Items listed in a dataset:
══════
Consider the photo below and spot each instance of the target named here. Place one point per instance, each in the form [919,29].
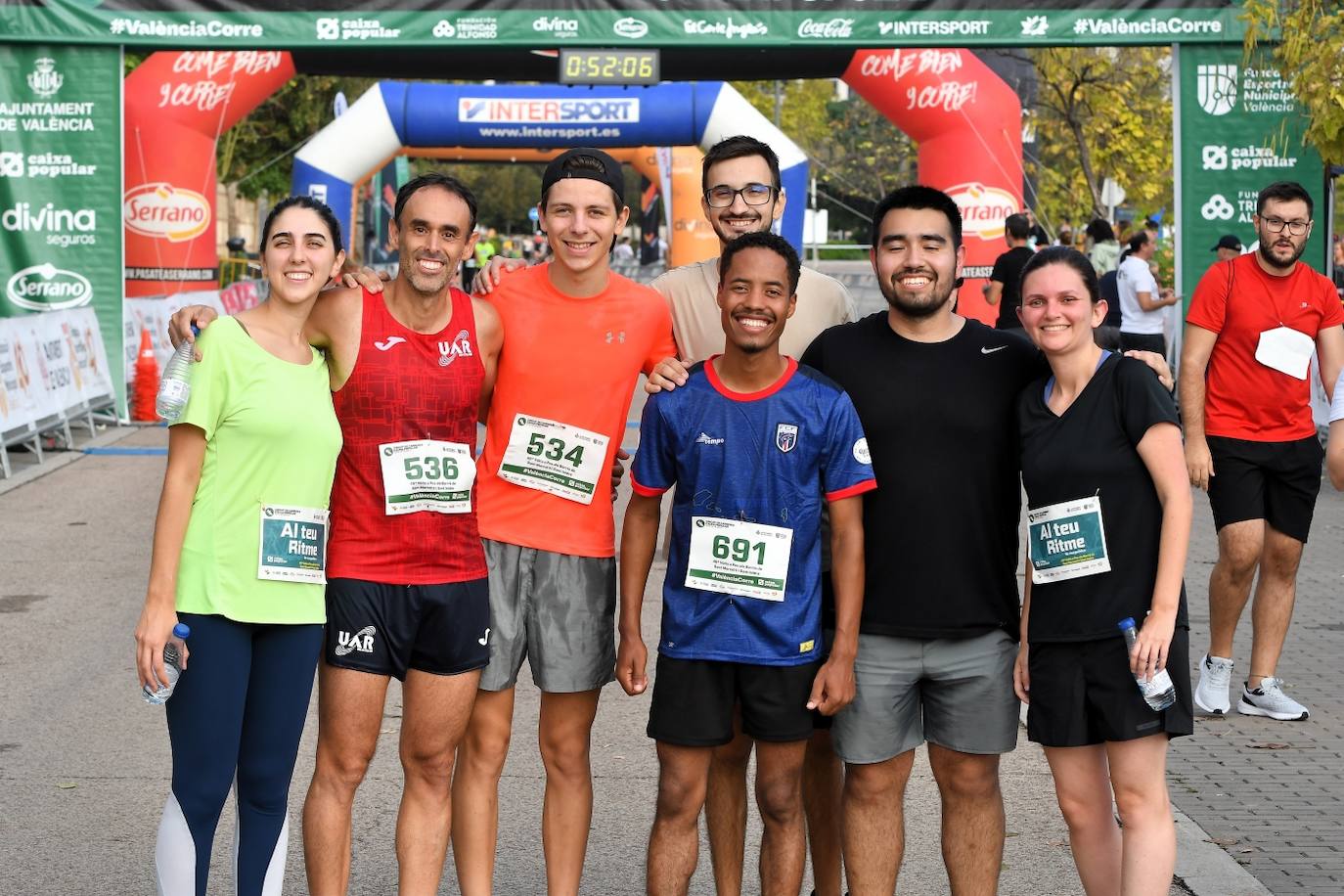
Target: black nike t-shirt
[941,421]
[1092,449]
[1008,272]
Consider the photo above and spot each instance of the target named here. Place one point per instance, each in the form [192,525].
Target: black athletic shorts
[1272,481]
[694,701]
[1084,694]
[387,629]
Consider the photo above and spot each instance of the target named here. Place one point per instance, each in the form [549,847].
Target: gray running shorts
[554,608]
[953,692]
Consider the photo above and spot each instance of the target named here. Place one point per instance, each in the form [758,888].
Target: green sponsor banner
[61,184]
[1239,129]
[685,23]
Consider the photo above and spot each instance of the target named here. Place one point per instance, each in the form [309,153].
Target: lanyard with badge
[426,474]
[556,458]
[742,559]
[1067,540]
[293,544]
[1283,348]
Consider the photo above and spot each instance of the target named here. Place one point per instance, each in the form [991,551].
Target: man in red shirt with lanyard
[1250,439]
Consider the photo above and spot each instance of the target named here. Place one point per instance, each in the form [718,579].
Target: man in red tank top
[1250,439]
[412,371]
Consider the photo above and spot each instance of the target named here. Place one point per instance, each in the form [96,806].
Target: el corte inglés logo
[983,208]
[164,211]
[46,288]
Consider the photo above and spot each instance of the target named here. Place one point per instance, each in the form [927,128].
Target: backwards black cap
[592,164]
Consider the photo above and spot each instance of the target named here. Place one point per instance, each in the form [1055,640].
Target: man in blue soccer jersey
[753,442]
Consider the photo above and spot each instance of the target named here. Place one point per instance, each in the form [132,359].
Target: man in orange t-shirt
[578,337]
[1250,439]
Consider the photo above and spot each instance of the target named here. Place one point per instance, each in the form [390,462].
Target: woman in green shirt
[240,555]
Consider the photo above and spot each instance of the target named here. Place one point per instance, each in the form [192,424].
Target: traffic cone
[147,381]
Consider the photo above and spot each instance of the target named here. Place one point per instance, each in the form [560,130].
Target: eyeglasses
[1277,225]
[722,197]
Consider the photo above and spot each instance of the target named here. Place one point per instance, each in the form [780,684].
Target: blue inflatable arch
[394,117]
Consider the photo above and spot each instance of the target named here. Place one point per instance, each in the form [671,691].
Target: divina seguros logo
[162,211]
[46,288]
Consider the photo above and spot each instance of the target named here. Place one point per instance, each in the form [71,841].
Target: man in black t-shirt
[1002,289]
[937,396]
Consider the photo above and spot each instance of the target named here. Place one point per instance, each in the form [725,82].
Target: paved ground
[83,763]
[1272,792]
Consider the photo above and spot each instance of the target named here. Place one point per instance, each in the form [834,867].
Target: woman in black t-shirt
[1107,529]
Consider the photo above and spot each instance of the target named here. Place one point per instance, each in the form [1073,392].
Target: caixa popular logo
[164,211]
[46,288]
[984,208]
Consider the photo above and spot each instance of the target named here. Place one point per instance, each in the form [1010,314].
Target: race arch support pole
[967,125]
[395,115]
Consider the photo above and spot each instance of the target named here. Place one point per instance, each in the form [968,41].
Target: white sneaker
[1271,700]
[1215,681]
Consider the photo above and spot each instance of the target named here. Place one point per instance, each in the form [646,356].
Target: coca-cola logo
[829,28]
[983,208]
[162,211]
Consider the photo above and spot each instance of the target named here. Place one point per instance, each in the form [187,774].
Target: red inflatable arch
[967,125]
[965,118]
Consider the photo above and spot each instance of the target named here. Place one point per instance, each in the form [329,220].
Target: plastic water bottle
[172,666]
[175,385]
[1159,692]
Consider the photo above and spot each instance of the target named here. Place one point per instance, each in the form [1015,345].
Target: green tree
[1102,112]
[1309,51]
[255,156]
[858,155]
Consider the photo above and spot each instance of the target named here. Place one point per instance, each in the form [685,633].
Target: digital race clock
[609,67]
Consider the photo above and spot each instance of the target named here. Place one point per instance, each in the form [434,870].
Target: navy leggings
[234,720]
══════
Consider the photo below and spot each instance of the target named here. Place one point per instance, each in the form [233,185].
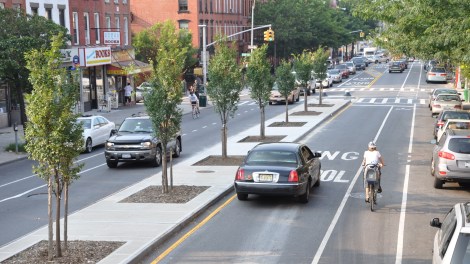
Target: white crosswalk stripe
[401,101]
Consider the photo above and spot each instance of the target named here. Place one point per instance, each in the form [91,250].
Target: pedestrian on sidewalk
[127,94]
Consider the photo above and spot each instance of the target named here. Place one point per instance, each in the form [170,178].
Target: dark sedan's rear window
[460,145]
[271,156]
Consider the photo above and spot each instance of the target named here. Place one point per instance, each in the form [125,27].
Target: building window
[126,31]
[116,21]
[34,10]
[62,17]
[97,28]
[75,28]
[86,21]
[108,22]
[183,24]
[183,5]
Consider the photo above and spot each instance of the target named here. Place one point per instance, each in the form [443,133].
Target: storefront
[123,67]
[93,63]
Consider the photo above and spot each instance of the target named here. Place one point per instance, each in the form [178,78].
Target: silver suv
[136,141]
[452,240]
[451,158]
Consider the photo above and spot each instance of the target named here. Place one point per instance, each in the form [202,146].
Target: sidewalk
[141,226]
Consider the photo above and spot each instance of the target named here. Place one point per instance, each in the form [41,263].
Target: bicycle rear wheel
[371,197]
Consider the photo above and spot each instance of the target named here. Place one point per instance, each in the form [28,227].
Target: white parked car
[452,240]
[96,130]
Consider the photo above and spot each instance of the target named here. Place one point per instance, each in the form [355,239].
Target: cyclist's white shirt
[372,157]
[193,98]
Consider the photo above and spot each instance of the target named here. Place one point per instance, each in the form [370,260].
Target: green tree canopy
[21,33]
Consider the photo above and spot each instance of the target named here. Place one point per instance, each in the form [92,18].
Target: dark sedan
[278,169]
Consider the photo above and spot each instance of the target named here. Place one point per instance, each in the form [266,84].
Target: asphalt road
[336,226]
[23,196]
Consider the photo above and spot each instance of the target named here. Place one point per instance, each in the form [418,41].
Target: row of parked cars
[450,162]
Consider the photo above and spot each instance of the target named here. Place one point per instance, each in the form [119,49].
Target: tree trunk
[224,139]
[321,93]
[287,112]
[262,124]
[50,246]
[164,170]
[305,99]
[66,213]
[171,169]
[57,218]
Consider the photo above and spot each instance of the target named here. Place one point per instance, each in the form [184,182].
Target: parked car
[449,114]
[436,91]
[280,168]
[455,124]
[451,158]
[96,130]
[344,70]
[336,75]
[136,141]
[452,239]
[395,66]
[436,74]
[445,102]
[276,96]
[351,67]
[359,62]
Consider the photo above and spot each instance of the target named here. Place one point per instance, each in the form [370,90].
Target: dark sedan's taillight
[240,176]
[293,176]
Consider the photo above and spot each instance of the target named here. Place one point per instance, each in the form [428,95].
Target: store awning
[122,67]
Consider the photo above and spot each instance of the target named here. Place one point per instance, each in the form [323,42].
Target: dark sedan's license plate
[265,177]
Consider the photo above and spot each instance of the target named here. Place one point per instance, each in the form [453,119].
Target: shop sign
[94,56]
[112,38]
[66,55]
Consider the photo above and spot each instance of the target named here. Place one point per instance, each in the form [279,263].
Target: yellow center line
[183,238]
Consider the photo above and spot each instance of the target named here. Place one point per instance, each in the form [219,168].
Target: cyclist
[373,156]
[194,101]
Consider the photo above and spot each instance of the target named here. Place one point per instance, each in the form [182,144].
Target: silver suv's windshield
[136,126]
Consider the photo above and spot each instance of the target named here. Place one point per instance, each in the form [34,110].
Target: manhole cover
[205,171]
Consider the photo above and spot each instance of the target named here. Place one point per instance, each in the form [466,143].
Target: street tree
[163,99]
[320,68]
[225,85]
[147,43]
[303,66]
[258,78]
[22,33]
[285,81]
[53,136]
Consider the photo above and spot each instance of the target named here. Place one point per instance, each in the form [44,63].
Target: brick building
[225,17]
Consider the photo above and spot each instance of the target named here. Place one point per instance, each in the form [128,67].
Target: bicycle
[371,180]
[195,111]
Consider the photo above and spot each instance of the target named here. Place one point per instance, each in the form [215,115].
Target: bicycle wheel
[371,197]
══════
● **The request**
From the items above, extract every line that contains the word "woman" and copy each such line in full.

● **Full answer**
Target: woman in green shirt
Target: woman in black t-shirt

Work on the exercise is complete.